» GIVEN TEXT
....
Remember the prophecy about Judas as the scepter shall not depart from Judah until Shiloh comes and unto him shall the gathering of the people be. The scepter is the emblem of rulership. It's the same word in the Hebrew as rod here, but it's also the same word as a shepherd's rod.
So depending on the imagery, the word you shall break them, you know, in the Hebrew, the vowels are missing. So translators have to decide what vowels were implied between the consonants and the consonants of this word can be go more than one way. You can put different vowels in and you can either get the word break or rule.
You will rule them with a rod of iron and the word rule there actually means to shepherd. You will shepherd them with a rod of iron.
This seems to be the right meaning rather than break.
Our Hebrew text says break, but the Septuagint says rule. That is the Greek translation of the Old Testament. The Septuagint actually renders it rule.
And the reason we favor it is because the New Testament did.
This particular statement about Jesus ruling the nations with the rod of iron is mentioned three times in the book of Revelation. And it's always from the Septuagint, not you will break them, you will rule them.
Now it does say you'll dash them in pieces. So it's kind of breaking them could work. But the first line of verse nine apparently is not about him breaking but ruling because that's how the New Testament quotes it.
In Revelation chapter two and verse 27, it's one of the promises to the seven churches that they will reign with him with a rod of iron. In Revelation 12, 5, excuse me, the child, the male child that's born in chapter 12 says he is to rule the nations with a rod of iron. And then later on in chapter 19 and verse 15, when Jesus is seen on a white horse conquering the nations with the sword out of his mouth, it says, and he shall rule them with a rod of iron.
So this line from Psalm 2, 9 is used three times in Revelation. Speaking of his rule, not that he'll break them with a rod of iron, but he'll rule them. He'll shepherd the nations.
Like it says in Isaiah, he shall feed his flock like a shepherd. He shall gather the lambs in his arms, carry them in his bosom, and shall gently lead those with young. He's a gentle ruler.
He's not smashing people up. But of course, if you rebel against him, there's not much he can do but smash you up.
I mean, it's going to be a, it's going to be a collision.
And in a collision, obviously, if an unstoppable or irresistible force hits an unmovable object, it's a tie. But God's the immovable object. The rulers in opposition are not an irresistible force.
They're easily resistant. You smash yourself against a stone wall, and you're going to end up like them. They'll be dashed in pieces like a potter's vessel.
Now, therefore, be wise, O kings. Yeah, I guess. Be instructed, you judges of the earth.
Serve the Lord with fear and rejoice with trembling. Those are interesting emotions to combine. Rejoicing with trembling.
When you fear the Lord, you still can be joyful. Because the fear of the Lord is not an oppressive emotion. If fear of the Lord was an oppressive emotion, it's like what John said, fear has torment.
Well, it's not that kind of fear. It's rather common sense respect for something that could be very dangerous. You know, when I'm on mountain roads that are very narrow, and there's a steep ledge on the side, you know, I don't, my heart's not beating fast.
But I'm very careful. Because I know that, you know, to turn off by a foot or so could be very disastrous. You know, have you ever, you probably have, most of you, if you've driven where it snows or where it freezes.
....
» REQUEST
Continue the Psalm 2 teaching on ruling with a rod of iron, picking up right after its final sentence.

» PROVIDED MATERIAL
....
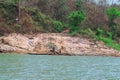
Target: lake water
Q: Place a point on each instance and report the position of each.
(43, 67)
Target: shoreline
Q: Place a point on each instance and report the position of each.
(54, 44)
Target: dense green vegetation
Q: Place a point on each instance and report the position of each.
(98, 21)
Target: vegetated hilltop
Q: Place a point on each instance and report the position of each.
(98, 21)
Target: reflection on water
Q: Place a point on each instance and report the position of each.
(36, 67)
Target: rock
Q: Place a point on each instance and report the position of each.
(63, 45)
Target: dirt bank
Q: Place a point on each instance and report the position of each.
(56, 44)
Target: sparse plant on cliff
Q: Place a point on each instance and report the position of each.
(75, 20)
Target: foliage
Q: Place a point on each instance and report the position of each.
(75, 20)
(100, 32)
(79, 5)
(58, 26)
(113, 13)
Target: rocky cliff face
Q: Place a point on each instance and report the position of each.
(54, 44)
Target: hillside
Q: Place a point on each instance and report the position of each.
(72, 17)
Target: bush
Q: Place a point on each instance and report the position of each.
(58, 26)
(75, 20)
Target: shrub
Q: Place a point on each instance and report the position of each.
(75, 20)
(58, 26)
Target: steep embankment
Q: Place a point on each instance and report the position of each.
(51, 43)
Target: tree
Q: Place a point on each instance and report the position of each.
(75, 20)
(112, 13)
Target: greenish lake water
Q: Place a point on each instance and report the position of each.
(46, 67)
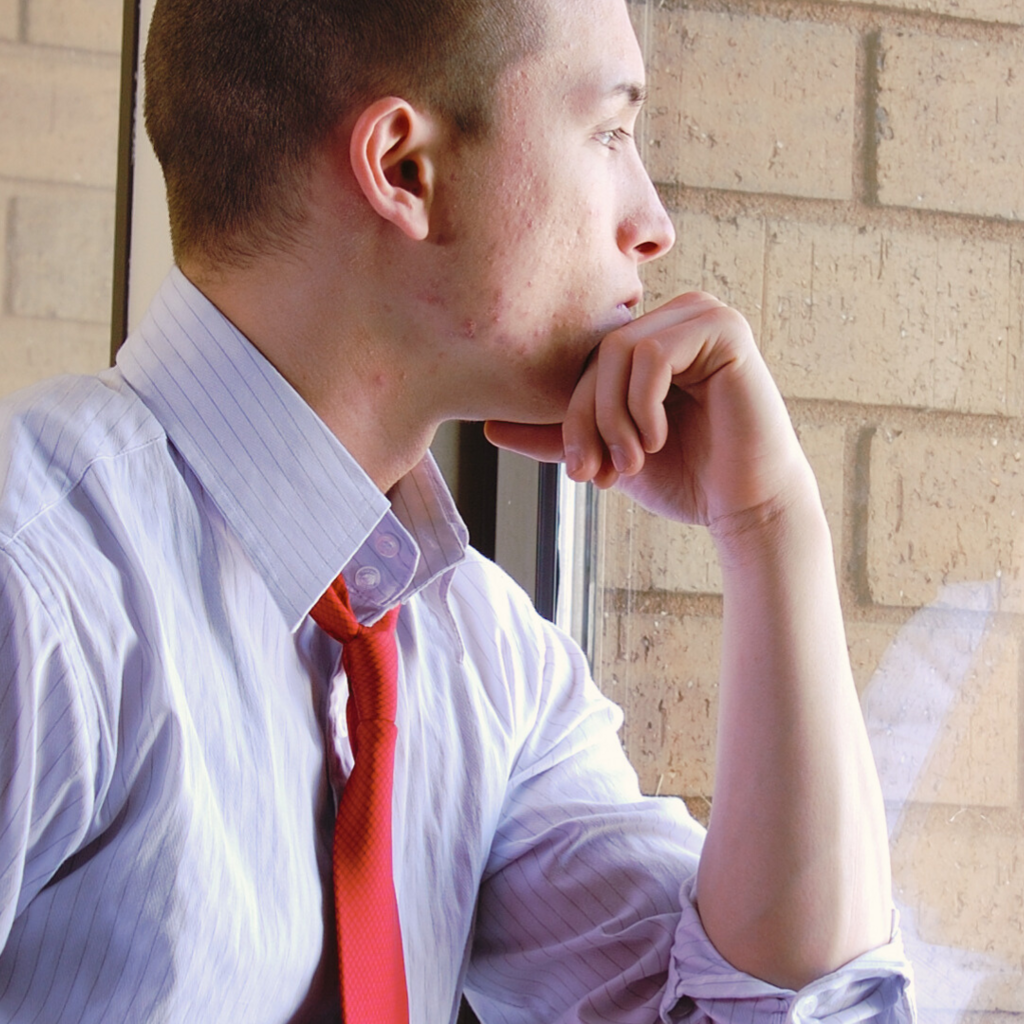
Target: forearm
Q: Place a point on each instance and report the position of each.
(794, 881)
....
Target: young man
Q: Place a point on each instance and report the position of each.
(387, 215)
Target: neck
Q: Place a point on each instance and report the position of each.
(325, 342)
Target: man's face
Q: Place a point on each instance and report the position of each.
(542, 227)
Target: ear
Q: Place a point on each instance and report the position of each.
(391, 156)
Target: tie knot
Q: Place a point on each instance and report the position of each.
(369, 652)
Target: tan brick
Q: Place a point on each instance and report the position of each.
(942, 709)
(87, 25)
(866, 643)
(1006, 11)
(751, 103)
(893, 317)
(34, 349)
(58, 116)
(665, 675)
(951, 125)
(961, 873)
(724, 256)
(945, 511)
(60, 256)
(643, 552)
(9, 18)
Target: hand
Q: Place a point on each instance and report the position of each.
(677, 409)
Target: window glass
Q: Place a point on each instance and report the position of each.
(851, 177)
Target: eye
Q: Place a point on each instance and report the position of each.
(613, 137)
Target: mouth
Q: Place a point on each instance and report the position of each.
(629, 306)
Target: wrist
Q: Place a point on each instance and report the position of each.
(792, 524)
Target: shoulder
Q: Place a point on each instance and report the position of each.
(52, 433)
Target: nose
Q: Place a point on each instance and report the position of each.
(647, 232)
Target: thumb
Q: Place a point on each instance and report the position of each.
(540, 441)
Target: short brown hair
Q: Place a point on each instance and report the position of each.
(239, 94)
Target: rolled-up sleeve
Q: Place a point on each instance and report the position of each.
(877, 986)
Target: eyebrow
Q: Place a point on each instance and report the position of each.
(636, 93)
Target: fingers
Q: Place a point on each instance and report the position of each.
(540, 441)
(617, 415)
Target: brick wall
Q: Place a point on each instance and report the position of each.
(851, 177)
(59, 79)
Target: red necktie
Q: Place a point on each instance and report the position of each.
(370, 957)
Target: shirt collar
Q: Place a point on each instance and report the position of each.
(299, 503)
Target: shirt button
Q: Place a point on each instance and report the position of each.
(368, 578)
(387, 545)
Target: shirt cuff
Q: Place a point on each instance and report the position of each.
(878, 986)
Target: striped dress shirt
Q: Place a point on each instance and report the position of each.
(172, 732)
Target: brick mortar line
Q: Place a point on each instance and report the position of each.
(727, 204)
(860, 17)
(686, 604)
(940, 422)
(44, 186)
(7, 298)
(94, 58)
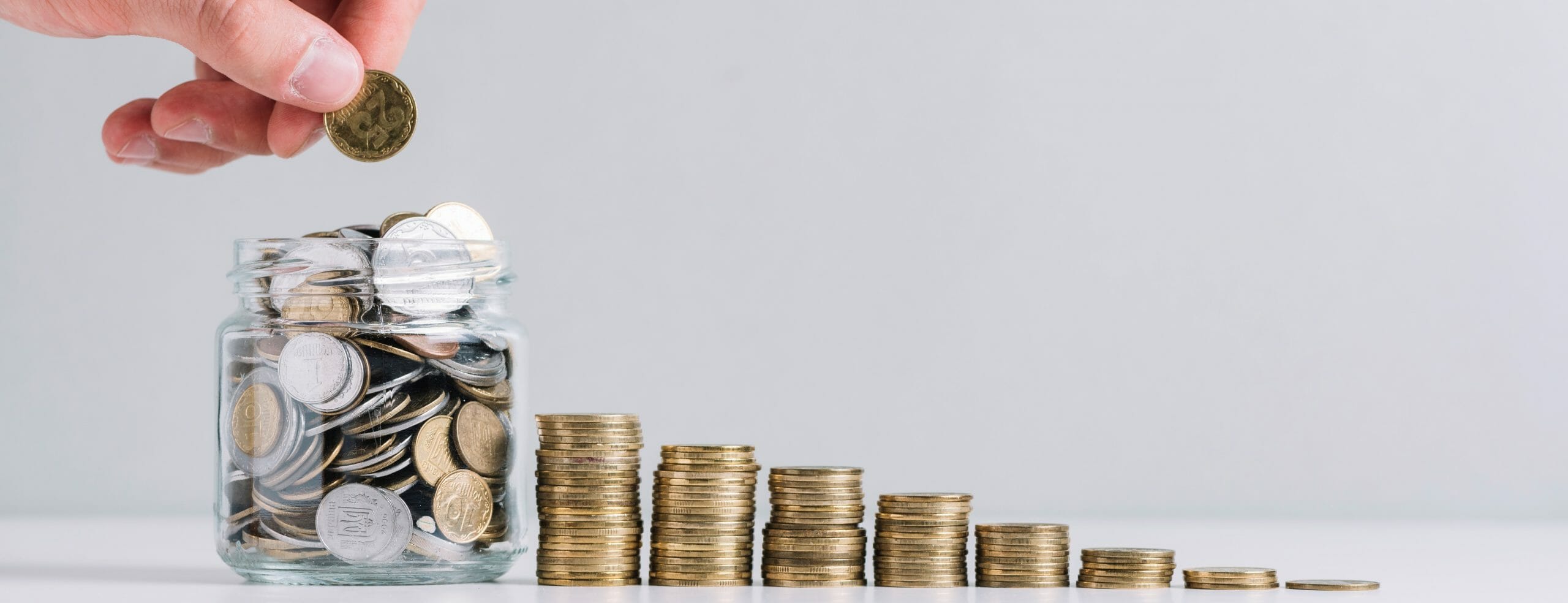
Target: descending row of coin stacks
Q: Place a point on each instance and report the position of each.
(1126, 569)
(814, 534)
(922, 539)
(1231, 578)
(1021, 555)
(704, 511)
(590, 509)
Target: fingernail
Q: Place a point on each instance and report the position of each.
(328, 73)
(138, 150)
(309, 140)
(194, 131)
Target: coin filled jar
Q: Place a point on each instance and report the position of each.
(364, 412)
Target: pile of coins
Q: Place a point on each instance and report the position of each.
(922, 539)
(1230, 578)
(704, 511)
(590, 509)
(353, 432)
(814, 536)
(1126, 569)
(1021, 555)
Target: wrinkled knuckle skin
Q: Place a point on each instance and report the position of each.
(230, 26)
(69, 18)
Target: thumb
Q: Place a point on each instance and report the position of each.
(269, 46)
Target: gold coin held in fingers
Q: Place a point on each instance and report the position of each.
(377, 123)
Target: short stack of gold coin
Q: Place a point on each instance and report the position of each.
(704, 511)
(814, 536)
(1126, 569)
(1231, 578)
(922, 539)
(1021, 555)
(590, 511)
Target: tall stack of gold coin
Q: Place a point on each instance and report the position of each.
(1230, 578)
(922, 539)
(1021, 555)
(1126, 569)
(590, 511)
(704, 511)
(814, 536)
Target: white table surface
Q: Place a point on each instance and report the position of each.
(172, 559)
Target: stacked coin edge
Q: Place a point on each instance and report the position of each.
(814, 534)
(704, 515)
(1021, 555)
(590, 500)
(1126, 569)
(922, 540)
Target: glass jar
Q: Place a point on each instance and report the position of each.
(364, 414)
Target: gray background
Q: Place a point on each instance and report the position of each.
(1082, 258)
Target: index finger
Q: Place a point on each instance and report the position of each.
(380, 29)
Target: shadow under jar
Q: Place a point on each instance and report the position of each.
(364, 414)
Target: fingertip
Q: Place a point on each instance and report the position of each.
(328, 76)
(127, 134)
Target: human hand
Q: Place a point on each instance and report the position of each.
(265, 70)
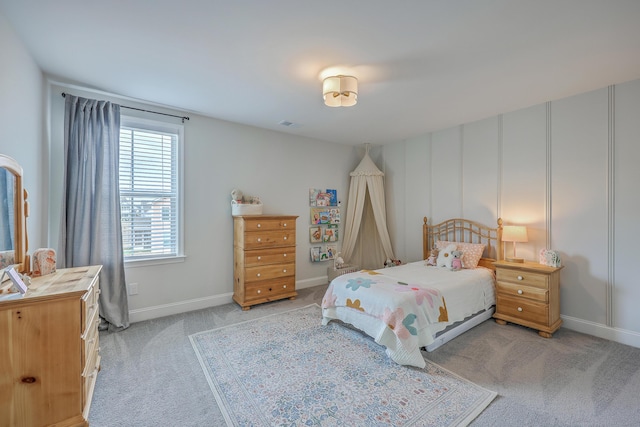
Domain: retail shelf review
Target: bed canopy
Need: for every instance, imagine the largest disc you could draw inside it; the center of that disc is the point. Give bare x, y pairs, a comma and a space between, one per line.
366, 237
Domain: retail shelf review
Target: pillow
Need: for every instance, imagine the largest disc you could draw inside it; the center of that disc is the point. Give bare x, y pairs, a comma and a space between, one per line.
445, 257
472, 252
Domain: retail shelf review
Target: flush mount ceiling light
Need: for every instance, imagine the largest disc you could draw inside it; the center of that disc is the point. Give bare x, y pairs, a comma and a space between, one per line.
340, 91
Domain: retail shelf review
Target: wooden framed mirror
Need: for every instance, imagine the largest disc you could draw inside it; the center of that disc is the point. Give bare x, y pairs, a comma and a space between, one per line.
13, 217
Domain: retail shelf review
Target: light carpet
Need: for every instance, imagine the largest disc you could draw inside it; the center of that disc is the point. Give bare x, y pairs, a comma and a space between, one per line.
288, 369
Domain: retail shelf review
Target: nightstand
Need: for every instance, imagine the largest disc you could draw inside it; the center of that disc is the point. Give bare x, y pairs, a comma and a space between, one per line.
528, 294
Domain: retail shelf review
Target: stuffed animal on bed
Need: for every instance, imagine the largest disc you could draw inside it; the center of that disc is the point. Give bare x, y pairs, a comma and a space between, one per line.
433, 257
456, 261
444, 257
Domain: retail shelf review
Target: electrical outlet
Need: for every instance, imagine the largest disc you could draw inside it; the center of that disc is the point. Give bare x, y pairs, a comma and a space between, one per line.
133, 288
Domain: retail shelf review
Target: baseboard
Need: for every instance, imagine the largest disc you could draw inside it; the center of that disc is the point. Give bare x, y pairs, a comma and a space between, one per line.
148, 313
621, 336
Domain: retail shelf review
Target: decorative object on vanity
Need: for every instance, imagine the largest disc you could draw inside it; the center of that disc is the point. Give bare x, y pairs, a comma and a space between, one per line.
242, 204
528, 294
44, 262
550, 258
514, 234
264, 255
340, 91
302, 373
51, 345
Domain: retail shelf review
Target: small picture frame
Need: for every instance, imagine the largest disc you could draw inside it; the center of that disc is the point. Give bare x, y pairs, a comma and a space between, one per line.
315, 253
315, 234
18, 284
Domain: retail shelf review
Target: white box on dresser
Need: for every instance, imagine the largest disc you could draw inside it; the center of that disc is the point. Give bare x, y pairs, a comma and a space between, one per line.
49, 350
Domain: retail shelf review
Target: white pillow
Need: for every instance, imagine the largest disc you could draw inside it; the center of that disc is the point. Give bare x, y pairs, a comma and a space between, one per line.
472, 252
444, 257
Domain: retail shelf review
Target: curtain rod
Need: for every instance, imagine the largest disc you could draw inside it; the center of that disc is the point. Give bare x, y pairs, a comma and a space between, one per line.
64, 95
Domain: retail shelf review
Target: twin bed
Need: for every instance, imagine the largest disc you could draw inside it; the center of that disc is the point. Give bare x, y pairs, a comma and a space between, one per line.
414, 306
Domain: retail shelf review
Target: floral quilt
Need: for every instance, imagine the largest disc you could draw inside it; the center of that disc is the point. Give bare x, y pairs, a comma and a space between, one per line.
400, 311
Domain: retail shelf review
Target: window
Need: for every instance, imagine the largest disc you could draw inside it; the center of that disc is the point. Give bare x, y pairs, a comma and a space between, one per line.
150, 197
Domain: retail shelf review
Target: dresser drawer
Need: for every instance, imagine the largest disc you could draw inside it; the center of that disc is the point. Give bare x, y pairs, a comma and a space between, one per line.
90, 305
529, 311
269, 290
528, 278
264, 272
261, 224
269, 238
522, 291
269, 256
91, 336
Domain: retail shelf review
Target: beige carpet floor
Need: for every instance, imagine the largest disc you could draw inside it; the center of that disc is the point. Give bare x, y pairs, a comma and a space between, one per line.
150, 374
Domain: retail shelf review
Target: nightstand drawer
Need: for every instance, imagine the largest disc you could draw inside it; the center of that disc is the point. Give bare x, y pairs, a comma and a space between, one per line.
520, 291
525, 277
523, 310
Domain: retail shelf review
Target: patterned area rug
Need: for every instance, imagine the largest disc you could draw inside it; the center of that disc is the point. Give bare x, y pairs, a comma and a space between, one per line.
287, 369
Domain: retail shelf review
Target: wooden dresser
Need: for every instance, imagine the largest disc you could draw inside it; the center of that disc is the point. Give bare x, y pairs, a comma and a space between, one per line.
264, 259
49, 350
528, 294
....
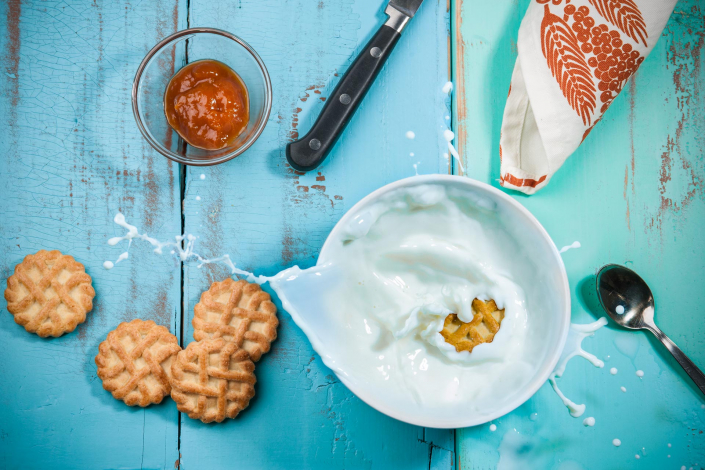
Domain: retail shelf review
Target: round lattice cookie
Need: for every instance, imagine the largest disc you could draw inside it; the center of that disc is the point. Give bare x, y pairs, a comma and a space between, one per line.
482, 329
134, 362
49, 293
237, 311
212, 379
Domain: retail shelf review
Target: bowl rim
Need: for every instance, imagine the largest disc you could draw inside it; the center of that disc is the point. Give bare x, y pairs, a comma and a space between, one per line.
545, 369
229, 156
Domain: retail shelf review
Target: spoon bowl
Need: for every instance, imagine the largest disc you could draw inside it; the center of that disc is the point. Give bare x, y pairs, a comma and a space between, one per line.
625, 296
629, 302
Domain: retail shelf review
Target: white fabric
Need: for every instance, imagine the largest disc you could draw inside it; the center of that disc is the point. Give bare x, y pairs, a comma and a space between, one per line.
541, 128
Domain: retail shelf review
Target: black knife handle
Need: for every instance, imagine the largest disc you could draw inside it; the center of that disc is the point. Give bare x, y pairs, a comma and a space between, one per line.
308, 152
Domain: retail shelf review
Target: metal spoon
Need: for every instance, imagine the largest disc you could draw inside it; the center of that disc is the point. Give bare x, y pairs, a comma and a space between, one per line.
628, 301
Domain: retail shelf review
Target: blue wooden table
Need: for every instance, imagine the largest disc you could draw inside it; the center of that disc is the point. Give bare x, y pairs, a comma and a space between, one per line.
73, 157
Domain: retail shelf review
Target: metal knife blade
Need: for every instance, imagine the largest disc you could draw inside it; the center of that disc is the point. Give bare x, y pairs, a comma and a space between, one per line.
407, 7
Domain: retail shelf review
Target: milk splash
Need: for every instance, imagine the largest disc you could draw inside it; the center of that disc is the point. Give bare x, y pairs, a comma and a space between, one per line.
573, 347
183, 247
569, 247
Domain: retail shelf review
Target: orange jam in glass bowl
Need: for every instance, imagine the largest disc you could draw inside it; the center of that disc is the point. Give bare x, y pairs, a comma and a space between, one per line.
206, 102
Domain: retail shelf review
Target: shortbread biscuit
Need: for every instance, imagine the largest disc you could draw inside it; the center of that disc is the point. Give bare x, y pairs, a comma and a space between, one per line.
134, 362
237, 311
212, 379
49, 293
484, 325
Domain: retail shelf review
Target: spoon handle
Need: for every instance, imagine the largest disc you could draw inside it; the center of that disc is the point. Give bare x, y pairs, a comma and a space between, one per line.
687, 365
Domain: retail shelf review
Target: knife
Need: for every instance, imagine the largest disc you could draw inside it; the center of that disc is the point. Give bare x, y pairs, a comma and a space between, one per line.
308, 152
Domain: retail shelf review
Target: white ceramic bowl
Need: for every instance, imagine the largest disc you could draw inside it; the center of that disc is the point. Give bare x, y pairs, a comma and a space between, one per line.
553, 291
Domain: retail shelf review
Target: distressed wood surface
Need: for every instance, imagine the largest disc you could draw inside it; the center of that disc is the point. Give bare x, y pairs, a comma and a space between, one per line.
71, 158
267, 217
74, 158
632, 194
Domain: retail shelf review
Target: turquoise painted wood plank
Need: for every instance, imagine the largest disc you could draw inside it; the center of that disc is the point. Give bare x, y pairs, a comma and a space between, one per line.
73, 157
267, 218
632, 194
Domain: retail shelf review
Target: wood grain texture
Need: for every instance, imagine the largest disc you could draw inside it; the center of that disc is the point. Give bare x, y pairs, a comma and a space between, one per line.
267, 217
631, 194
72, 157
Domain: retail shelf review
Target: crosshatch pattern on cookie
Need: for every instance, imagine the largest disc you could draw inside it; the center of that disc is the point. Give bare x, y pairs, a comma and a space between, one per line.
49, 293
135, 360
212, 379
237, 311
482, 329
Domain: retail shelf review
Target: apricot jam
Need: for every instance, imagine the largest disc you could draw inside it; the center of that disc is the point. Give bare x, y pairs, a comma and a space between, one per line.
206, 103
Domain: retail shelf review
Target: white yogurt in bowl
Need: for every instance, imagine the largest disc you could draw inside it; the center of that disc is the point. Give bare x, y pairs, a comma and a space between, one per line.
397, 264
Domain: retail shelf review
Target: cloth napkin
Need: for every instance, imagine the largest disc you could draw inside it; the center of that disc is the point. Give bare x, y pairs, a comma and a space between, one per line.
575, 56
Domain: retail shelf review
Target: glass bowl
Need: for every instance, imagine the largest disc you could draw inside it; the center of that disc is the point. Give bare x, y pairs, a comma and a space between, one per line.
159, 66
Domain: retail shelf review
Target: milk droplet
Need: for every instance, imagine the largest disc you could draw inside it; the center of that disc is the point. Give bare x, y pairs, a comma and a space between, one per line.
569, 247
....
» ANSWER TO THIS PROBLEM
Have you ever hit black ice? You ever hit black ice on the freeway? I've done that actually several times. Even though I hardly ever live where there's snow. I've just done it two or three times in different places.
Once in Ohio, once in Oregon.
I know, man, you're on the freeway. You're not going fast because no one's going fast in those conditions.
But you hit a patch there and you're going 30 miles an hour, but you feel like you're going 70 as your car's spinning around on the freeway. You know, all the cars behind you are slowing to five miles an hour because they're watching you spin like a top.
Well, you don't have time to be afraid until the car stops.
You know, what slams up against the bank on the side, that's when your heart starts pounding like crazy. You know, I wasn't really afraid. But there was something to be afraid of.
You know, once you realize, wow, I almost, I need to drive more carefully on this, you know, I suddenly came into an awareness that this could cost my life if I'm careless.
Now, once I know that, and I drive slower, I drive more carefully, I'm happy. But I'm happy because I'm very much aware that going too fast to be safe is a very dangerous thing.
When you know that, you know, there's perimeters that God has set. And if you go beyond those perimeters, you're taking a serious risk. Very scary thing.
But you don't go beyond those perimeters. You just live within the will of God. You can be happy there.
You can tremble at the thought of being on bad terms with God, but you don't have to be on bad terms with God. You can rejoice without the absence of the fear of God. Actually, serve the Lord with fear and rejoice with trembling.
Kiss the son lest he be angry. The word son, it's kind of interesting here in the Hebrew. The article the is not in the Hebrew.
It just says kiss son. Now that's as awkward in Hebrew as it is in English, which means it may not be the original reading.
The word son is very close in Hebrew to the word pure.
And some commentators think what this is just saying kiss purely or sincerely. And the word son isn't even in it. Just kiss pure, kiss sincere.
Don't fake it. Don't kiss up.
But just give the submission kiss on the hand that the king usually receives from those who meet him.
But do it sincerely. Be pure about it. Lest he be angry and you perish in the way when his wrath is kindled but a little.
Now, God doesn't have to kindle his wrath completely. He doesn't have to pour out his wrath in order for you to perish in the way and be consumed. So again, people who don't know that are pretty, I don't know, very uninformed or if they are informed, they're very foolish and stupid.
It doesn't take very much of God's anger to totally smash you like a bug, you know, but you can live free from that. You don't have to make God angry. The last line is very optimistic, very gracious.
Blessed are those who put their trust in him. That's the advice to the kings. Listen, you can be blessed like your court disaster right now.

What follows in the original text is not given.